> PASSAGE FOR REVIEW:
= Beginning of Section =
By Arlene Hale, ©1963
Kathy Dugan, lovely nurse at Benton General Hospital, was very much in love with Dr. Jerry Whitfield, handsome young surgeon. Not only were they a marvelous team whose combined efforts had saved many a life, but rumor had it that they were soon to be married. But one day Kathy saw an announcement in the society pages of the local newspaper that was like a physical blow. Jerry was to be married—to someone else! The next few months were like a nightmare to Kathy. She quit her job at Benton and became the assistant to another doctor—whose past was shrouded in mystery. Then she met the handsome Dave: athlete, scholar and principal of the high school. Kathy’s mind was in a whirl, and all three men were constantly in her thoughts. Then, out of the clearest blue, disaster struck. And Death reached out its fingers for one of the three. It was then Kathy realized whom she really loved—and whose life meant more to her than anything in the world.
“So I know a tibia from a fibula and can handle a hypodermic syringe with the best of them! But when it comes to love—”
“You’d give anyone a fever!”
“You know, I’m a healthy guy. But if I thought you’d be my nurse, I’d go out and try to catch a virus of some kind.”
Nurse Kathy Dugan is held up to us as the very best scrub nurse in the whole world. But it’s hard to reconcile that assertion with the fact that, when she discovers that her casual boyfriend, surgeon Jerry Whitfield, is engaged to another woman, she quits on the spot. I mean, wow. It’s hard to get much more unprofessional than that.
Fortunately, the very skinny Dr. Nile Mason has come
home from Africa. His father had been the beloved town general practitioner,
and had hoped that Nile would take over his practice, but Nile had been lured
by the bright lights and big paychecks of the big city. There, it is suggested,
he fell in love with a woman named Maria, but it didn’t work out. Africa didn’t
work out, either, so he’s back and darned grumpy about it. The town isn’t too
impressed with his surly ways, but he gradually accumulates patients
anyway, particularly since he has Kathy to run his front office and smooth over
the irritated townsfolk.
Soon Kathy starts dating Dave Garst, who is the new football coach and principal of the high school. Dave is a super nice guy, “cheerful, determined, eager to build a satisfactory world of his own.” Naturally, all she thinks about is Jerry. Rumors start to fly about her and Nile, though, after her nosy landlady can’t help but see Nile kiss Kathy one evening after he’d become nauseous eating the dinner she’d made for him. This naturally made him decide he should have more love in his life, and he was “alone in a room with a pretty girl who seemed at least to care a little about him.” True love sparks! Rumors are also circulating about Nile and his ex hometown girlfriend, who, crushed by his sudden departure for New York, had married a guy she didn’t love who is now driven to homicidal lunacy by his jealousy. There’s a skinny kid shadowing Nile, too, but Nile promptly catches the boy and beats him up, so if we had any doubts, it becomes clear he isn’t the most stable of characters. Come to think of it, there aren’t many decent characters in this book at all.
= End of Section =
> RECORDS SHOWN:
= Beginning of Section =
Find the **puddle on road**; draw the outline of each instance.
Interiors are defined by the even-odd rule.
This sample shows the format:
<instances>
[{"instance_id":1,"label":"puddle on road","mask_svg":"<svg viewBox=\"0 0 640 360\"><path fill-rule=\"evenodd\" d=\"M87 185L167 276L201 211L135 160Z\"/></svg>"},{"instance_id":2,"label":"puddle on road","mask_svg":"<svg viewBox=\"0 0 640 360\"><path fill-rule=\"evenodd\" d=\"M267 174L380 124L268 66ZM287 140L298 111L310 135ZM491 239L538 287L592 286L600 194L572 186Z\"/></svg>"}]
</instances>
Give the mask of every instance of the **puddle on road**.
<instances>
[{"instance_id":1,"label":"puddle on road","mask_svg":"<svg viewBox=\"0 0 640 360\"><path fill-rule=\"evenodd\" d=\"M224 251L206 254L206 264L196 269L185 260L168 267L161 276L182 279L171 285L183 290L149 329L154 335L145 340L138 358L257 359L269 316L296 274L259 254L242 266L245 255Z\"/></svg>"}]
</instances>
= End of Section =
> QUESTIONS ON THE MATERIAL:
1 – Mark each statement about the book review as yes or no. Support each answer with the deciding words of the review, quoted exactly. (a) Dave Garst is the new football coach and principal of the high school. (b) Dr. Nile Mason has come home from New York. (c) Kathy's landlady sees Nile kiss Kathy.
2 – Carry the book review forward, beginning after its last sentence.
The records are separate material, not part of the book review.

> ANSWERS PER TASK:
1 –
(a) Yes: "Dave Garst, who is the new football coach and principal of the high school."
(b) No: "home from Africa."
(c) Yes: "her nosy landlady can’t help but see Nile kiss Kathy one evening."

2 –
Anyway, the inevitable breakup of Jerry and his society girlfriend that you saw coming from the moment it was announced in the paper (apparently the only one who took it seriously was Kathy) occurs, and now Jerry is back on Kathy’s front porch, asking her to come back to his OR and to his arms. But, as forewarned by the back-cover blurb, disaster strikes! And Death reached out its fingers for one of the three! Because nothing makes a gal swoon more than a man bleeding out! Anyway, the book ends with the bleeding man’s life saved and his dignity intact, too, as he tells Kathy that once they’re married she won’t be able to boss him around anymore. Awww. My heart melted.
The story here is a little all over the place, with many loose threads and characters all trying to find an empty lap, but very little reason for the reader to care about any of them except poor Dave, who is the most deserving and least respected man in Kathy’s life. The ending doesn’t make you feel any better about any of it, because you do feel that the guy who landed Kathy could have done better for himself, as she’s not particularly thoughtful, strong, or even likable. I’m not sure what author Arlene Hale wanted us to leave to Nurse Kathy, as directed by the title, when Kathy really doesn’t seem capable of managing much. A better exhortation would be for us to just leave Nurse Kathy, period, as you probably won’t value any time spent with her.